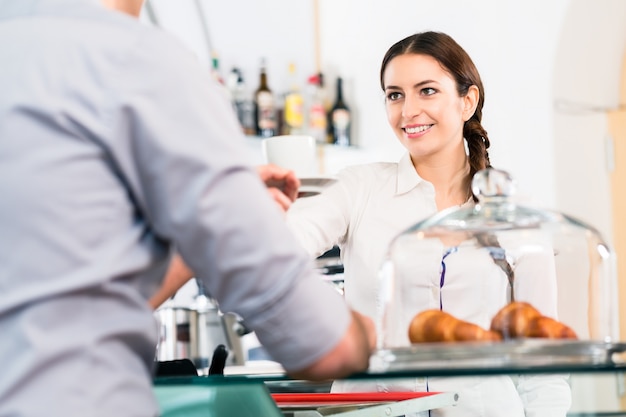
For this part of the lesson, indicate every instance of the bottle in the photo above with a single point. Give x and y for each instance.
(242, 101)
(339, 119)
(264, 107)
(316, 110)
(294, 105)
(215, 69)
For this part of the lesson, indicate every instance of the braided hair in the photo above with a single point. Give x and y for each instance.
(457, 62)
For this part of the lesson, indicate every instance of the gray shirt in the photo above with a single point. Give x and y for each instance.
(116, 145)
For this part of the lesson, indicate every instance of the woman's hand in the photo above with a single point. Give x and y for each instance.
(282, 184)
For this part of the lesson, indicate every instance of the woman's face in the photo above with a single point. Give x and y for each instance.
(423, 106)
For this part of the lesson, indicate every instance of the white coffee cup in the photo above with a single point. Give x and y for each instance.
(295, 152)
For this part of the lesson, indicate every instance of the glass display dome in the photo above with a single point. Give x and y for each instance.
(498, 279)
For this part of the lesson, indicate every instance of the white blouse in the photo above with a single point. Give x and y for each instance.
(373, 203)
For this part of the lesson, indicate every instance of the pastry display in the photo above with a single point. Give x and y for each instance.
(515, 320)
(520, 319)
(439, 326)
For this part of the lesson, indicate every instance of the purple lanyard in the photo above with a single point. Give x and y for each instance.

**GIVEN EXERCISE**
Repeat, without change, each line of the data above from the one that contains "of the braided" through the final line, counting both.

**FINISHED ANSWER**
For this part of the lesson, indicate every instance of the braided hair in the photo above with a single point. Give x and y for each instance.
(457, 62)
For this part of the lesson, indicate every instance of the gray shirt in the photo above with a single point. Give x and y for each instance.
(116, 145)
For this part of the lesson, indicate every instance of the woman's hand in the photo above with a single point. Give x and y for each instance.
(282, 184)
For this part of the lesson, indicate every instance of the woman's face in the photo above with a single point. Give x and y for each instance.
(423, 106)
For this part of the lesson, indicate every instance of the white coffee cup in the photo above with a single point. Give x and y for each instance.
(295, 152)
For this part of the lesson, indicate every instance of the glass display dome in the photo above with a single point. Give x and y for each instance.
(498, 279)
For this part of the lesson, indicate every instance of the white blouse in the photo above with a single point. Give x and y for each instance.
(373, 203)
For this part of the lesson, indicate every instance of the pastry display in the photo above with a single point. Give x and y for each instance.
(515, 320)
(520, 319)
(439, 326)
For this part of the lesson, indicate every instance of the purple lanyard in the photo above with a single point. Give x and y for each instance.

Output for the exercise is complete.